## Your instructions
Keep the images out and copy every entry below exactly.

Dataset rows on where objects appear:

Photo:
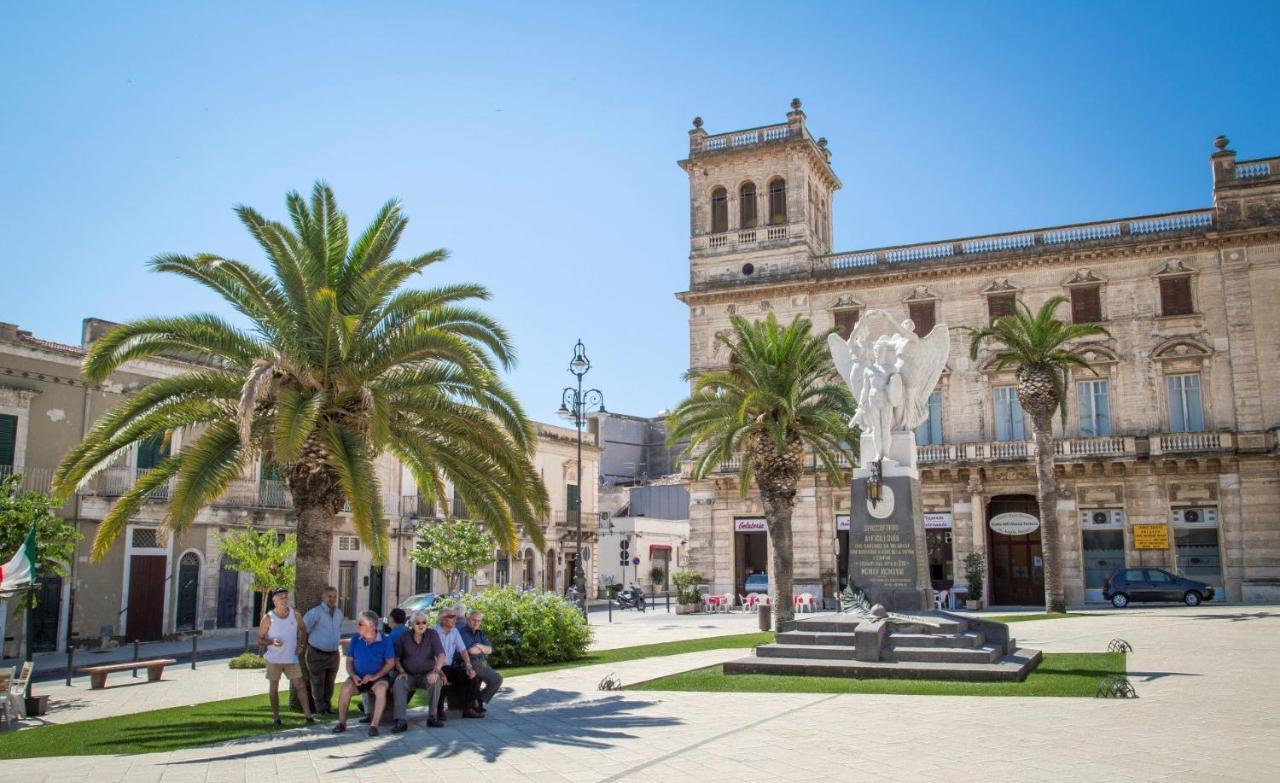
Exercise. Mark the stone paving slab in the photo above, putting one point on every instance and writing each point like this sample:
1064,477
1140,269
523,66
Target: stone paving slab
1208,682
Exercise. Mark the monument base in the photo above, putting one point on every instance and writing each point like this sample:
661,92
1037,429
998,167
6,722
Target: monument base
887,552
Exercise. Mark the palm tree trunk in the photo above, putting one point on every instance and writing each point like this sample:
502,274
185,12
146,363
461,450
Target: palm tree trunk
315,546
777,512
1046,482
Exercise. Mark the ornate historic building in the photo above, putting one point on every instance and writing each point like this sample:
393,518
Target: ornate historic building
1175,435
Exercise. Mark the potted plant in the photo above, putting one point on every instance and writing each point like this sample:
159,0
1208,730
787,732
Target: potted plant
688,598
974,572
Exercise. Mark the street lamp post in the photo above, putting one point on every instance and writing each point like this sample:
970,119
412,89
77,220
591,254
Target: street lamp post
576,403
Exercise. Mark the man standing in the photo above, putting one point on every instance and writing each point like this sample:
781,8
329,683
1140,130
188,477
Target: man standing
420,662
458,668
283,635
479,649
324,632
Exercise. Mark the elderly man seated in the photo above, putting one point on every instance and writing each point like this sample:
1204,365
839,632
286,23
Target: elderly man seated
479,648
420,663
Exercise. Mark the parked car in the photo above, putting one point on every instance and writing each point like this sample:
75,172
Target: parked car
417,603
1128,585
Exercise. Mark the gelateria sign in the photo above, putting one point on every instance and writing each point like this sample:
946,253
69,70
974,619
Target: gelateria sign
1014,523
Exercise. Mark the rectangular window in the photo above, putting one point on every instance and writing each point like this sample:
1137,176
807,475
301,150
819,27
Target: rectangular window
1185,413
8,440
1086,303
1093,407
931,429
1009,413
1175,296
845,321
922,314
1001,305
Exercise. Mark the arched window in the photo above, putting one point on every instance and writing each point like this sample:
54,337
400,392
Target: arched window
720,210
188,591
777,201
746,205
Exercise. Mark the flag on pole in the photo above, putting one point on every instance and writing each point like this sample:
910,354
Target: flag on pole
21,569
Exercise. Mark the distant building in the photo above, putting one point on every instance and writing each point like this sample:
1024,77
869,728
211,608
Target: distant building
1175,433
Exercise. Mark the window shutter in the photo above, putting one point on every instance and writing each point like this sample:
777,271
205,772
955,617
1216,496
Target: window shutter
8,439
1175,296
922,315
845,321
1087,305
1001,305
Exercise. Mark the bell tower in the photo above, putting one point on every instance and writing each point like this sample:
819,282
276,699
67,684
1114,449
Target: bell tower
759,200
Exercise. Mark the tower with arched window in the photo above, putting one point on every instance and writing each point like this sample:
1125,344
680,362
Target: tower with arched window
759,198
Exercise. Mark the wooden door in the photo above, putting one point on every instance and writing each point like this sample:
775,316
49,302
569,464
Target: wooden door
145,608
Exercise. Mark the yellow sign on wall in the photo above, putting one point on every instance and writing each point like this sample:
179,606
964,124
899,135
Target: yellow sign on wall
1151,536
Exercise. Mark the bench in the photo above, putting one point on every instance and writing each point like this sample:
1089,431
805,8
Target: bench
97,674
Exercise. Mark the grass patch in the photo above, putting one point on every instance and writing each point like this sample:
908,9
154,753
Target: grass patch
176,728
1059,674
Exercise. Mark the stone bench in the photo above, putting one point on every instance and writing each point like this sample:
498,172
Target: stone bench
97,674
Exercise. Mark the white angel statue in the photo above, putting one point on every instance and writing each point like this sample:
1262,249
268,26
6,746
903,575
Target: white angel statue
891,372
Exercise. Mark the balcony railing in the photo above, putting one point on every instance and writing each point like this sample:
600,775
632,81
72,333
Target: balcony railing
1183,443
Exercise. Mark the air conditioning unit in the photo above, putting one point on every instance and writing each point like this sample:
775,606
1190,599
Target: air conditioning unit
1206,516
1102,517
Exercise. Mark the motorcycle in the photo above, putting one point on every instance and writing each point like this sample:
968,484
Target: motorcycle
631,598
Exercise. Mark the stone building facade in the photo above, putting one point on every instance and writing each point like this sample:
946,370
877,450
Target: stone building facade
1175,434
154,586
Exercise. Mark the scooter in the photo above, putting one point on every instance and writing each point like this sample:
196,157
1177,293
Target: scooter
631,599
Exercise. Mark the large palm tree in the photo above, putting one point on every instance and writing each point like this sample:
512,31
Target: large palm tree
1038,347
341,362
780,395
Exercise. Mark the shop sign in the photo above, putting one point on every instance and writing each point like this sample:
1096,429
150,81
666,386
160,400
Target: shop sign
941,521
1151,536
1014,523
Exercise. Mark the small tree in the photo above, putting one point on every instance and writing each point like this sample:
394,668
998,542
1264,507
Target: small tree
457,548
265,555
55,540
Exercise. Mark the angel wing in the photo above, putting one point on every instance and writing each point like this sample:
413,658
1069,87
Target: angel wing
923,361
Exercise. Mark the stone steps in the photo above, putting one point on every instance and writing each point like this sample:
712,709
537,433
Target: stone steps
1009,668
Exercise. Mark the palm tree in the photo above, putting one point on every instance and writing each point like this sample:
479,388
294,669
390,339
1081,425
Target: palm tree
1037,347
778,397
341,363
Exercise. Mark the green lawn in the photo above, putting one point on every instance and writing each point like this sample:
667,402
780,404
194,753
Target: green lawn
237,718
1059,674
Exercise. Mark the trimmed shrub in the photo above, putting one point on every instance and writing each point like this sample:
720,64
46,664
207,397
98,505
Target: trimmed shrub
525,627
247,660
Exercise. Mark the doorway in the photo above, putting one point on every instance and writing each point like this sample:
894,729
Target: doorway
1016,562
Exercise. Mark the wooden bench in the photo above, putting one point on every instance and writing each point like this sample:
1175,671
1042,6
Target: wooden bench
97,674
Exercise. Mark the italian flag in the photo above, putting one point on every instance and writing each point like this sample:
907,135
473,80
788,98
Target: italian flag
19,571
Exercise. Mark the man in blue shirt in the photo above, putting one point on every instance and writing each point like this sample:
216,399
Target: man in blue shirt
324,632
370,658
479,649
457,669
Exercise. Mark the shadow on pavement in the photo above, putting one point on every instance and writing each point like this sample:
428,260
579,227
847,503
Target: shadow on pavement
543,718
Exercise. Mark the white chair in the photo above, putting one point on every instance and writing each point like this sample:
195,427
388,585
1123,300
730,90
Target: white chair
18,691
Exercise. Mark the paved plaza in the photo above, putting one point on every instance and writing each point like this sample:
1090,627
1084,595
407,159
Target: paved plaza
1208,681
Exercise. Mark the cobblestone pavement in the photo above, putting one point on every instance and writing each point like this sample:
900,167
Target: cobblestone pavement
1208,681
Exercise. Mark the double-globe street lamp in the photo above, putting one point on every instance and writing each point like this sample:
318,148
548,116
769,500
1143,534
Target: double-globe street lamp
575,404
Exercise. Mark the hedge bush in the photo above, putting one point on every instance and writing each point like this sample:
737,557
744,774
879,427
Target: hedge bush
247,660
525,627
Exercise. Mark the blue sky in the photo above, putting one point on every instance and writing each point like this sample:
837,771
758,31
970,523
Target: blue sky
536,141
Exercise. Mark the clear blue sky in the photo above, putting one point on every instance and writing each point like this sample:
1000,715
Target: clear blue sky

## Result of the exercise
Photo:
Exercise. Mark the stone paving slab in the photo above, putting one point on every instance and writing each point like this sample:
1064,477
1140,269
523,66
Target: stone paving slab
1208,682
Exercise. Mark the monument base in the photo above, putting one point on every instance and writing each point like this sample:
661,92
1037,429
998,167
6,722
Target: monument base
887,552
Exercise. Mark the palm tree trunk in the photo above, putting one point on every instance and writing each point like this sample:
502,274
185,12
146,363
461,450
Target: palm tree trunk
315,546
777,512
1046,482
Exercise. Mark the ornate historic building in the photo above, putting one point on every instance and writing each point like this sample:
393,518
Target: ornate historic building
1175,435
Exercise. Mark the potted plant in the photo above, putting one point on every instance and writing each point like this sample:
159,0
1208,730
787,732
Target: potted plant
688,598
974,572
Exercise. Mark the street lamp post in the photo above, putting one point on every instance and writing each point like this sample:
970,119
412,89
77,220
591,254
Target: street lamp post
576,403
Exercise. Mark the man standing in the photo above, putting one point on every instance and writing each point like this sample:
781,8
329,683
1140,130
188,477
Target: man standing
420,662
458,668
283,635
479,649
324,632
Exercise. Mark the elderly man seated in the photo above, putting one point on every instance and writing each point like this sample:
1204,365
839,632
286,23
Target: elderly man seated
479,648
420,663
Exercise. Mark the parked car in the photo above, putting one point on every instance and writing each point like this sample:
75,172
Target: parked car
417,603
1128,585
Exercise. Mark the gelateria sign in the photo above, putting one point on every instance and writing each point like this sample:
946,253
69,70
974,619
Target: gelateria sign
1014,523
Exercise. Mark the rectangular window in the photo above, putting one point on every instance and writing each point like this sample:
1137,176
807,475
301,150
819,27
Target: rectangular window
1185,413
8,440
1086,303
1093,407
931,429
1009,413
1175,296
845,321
922,314
1001,305
Exercise. Mark the arched window in the photo above, putting one point on every instance and writing each point like this sample:
54,337
400,392
Target: arched window
720,210
188,591
777,201
746,205
Exercise. Mark the flag on pole in the photo above, putting one point on every instance and writing each point like this sample:
910,354
Target: flag on pole
21,569
Exercise. Mark the distant building in the photo above, putting one point on every instance and writing each point like this sample:
1024,77
869,728
211,608
Target: distant building
1175,433
Exercise. Mark the window shutter in the photo above, putting one point on every instance and writing each point like this sample:
777,271
205,772
955,617
1216,496
Target: window shutter
8,439
1175,296
922,315
845,321
1087,305
1001,305
Exercise. Mark the bell tower in the photo above, putting one point on every instance and writing each point like this sample:
819,282
276,699
67,684
1114,449
Target: bell tower
759,200
Exercise. Mark the tower with arched window in the photo above, putting one point on every instance and writing each point like this sample:
1125,344
680,362
Target: tower with arched window
759,198
Exercise. Mark the wooden door in the photo above, putting one point on every instance and writing each point like this sample:
775,316
49,302
569,464
Target: wooden door
145,608
Exercise. Mark the yellow sign on wall in the photo above, putting one point on every instance and writing each point like this sample:
179,606
964,124
899,135
Target: yellow sign on wall
1151,536
Exercise. Mark the bench in the photo above, putting one point on every instance and writing each point like this sample:
1089,431
805,8
Target: bench
97,674
Exercise. Mark the grass patch in the photo above, putting one point on every instance and writing each point like this sample:
908,9
154,753
Target: grass patch
176,728
1059,674
Exercise. Mark the stone bench in the photo above, putting one point on every instance and writing each point like this sample:
498,172
Target: stone bench
97,674
Exercise. Mark the white angel statue in the photo above, putting one point on every instance and writing each point like this sample:
1262,249
268,26
6,746
903,575
Target: white angel statue
891,372
Exercise. Mark the balcony railing in the photo above, putting one point on every instance and writing each point like this sample:
600,775
632,81
72,333
Target: balcony railing
1183,443
Exercise. Mark the air conditioning unit in the photo above, putting one point on every instance and writing each point like this sample:
775,606
1190,599
Target: air conditioning unit
1206,516
1102,517
Exercise. Mark the motorcycle in the photo above, putting one point on every instance and writing each point like this sample:
968,484
Target: motorcycle
631,598
Exercise. Mark the stone building facade in the photo above, putting one point on every instance and writing each point like this sample:
946,370
877,450
Target: stone building facade
1175,434
154,586
Exercise. Mark the scooter in the photo above, putting one point on every instance and writing each point like this sample:
196,157
1177,293
Target: scooter
631,599
Exercise. Mark the large palm tree in the photo above, putting one point on every instance and writing each point like this sample:
512,31
Target: large palm tree
1038,347
341,362
780,395
Exercise. Mark the shop sign in the photo above, putting one point on every instance and writing each point like this sample:
1096,429
150,81
666,386
160,400
Target: shop sign
941,521
1151,536
1014,523
Exercise. Mark the small tree in the photo above, putting one point on every instance and writing each point like this sample:
394,668
998,542
1264,507
Target: small tree
457,548
265,555
55,540
Exercise. Mark the angel wing in the photo above, putting one point on every instance and writing each point like this sample:
413,658
1069,87
Target: angel wing
923,361
Exercise. Mark the stone steps in the photo above, putting one point on every instance and writing each point like this sample:
712,709
537,433
Target: stone steps
1009,668
Exercise. Mark the palm tree in the photo above, putting one point on every instance and writing each point like this sample:
479,388
294,669
390,339
1081,425
Target: palm tree
1037,347
778,397
341,363
Exercise. Mark the green lawn in the photo above, putting one point on every instance and writing each point like this sample:
667,402
780,404
194,753
Target: green lawn
237,718
1059,674
Exercise. Mark the trimmed shrub in the photo above, putting one point on every instance and writing each point like this sample:
720,64
46,664
207,397
98,505
Target: trimmed shrub
525,627
247,660
Exercise. Mark the doorway in the photo above, putting one point on every instance and writing each point like this sample:
894,729
Target: doorway
1016,562
Exercise. Mark the wooden bench in the photo above, putting one point on every instance and writing each point like this sample:
1175,671
1042,6
Target: wooden bench
97,674
Exercise. Mark the italian flag in the photo above, putting one point on every instance and writing each point like this sample:
907,135
473,80
788,98
Target: italian flag
19,571
Exercise. Mark the man in blue shirt in the photo above, putting one point on every instance and writing each point like this sample:
216,399
Target: man in blue shirt
324,632
370,658
479,649
457,669
Exercise. Mark the shadow on pavement in the photo above, putting one point on every instance and writing each point like this sample:
428,260
579,227
847,503
Target: shadow on pavement
543,718
Exercise. Mark the white chair in the photo above, putting one point on every instance and writing each point like this sample:
195,427
388,585
1123,300
730,90
Target: white chair
18,691
Exercise. Mark the paved plaza in the photo above, putting one point on every instance and writing each point like this sample:
1090,627
1084,595
407,159
Target: paved plaza
1208,681
Exercise. Mark the cobblestone pavement in the photo above, putting one point on every instance and writing each point like this sample:
900,167
Target: cobblestone pavement
1208,681
Exercise. Mark the double-globe street lamp in the photo above, putting one point on every instance and writing each point like this sample:
318,148
548,116
769,500
1143,534
Target: double-globe street lamp
575,404
Exercise. Mark the hedge bush in the photo above, putting one point on every instance and writing each point like this sample:
737,557
744,774
879,427
Target: hedge bush
247,660
525,627
Exercise. Mark the blue sky in the photo above, putting one point on every instance and writing each point like this sample:
837,771
758,31
970,523
Target: blue sky
536,141
Exercise. Mark the clear blue sky in the photo above, putting one point on every instance and writing each point like this sample:
1000,715
Target: clear blue sky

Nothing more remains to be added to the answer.